Quoted text –
=======
# 7.62x25 no JHP anymore



## joeneal1986 (Dec 28, 2010)

hello im new to the forum and was wondering if anyone could help me. i am trying to find a JHP in a 7.62x25 for my m57 and i can find places all day long that sells the wolf gold line but it seems everytime i find it everyone is sold out. i did find the magsafe pre fragmented but i also read the less then steller reviews so is there anyone else that makes this round in a JHP anyone that can help will be appreciated


----------



## 8Eric6 (May 9, 2010)

Ammunition for Sale: Wolf 7.62X25MM Tokorov 85 Grain Jacketed Hollow Point Everything Hunters


----------



## joeneal1986 (Dec 28, 2010)

8Eric6 said:


> Ammunition for Sale: Wolf 7.62X25MM Tokorov 85 Grain Jacketed Hollow Point Everything Hunters


just checked there when i went to check out it was marked with *** which means the quinity does not exsist which is a fancey way to say they where sol out to but thanks anyways


----------



## 8Eric6 (May 9, 2010)

ah that sucks man sorry I could a bunch o fmj but, jhp yikes!! good luck sorry again


----------



## 8Eric6 (May 9, 2010)

can you fire hornady 30 mauser ammo thru it?


----------
=======
Written exercise – In the forum thread about 7.62x25 hollow points, what gun does the original poster want the ammunition for? The listing is not needed here.

Provided material –
=======
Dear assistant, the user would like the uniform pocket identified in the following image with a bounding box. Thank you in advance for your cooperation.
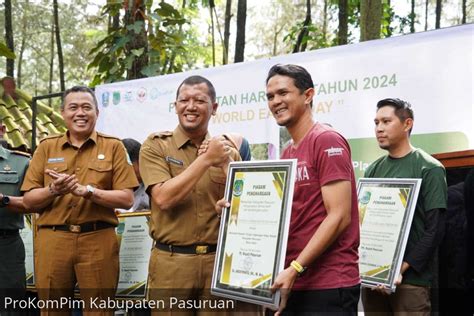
=======
Solution to the exercise – An m57.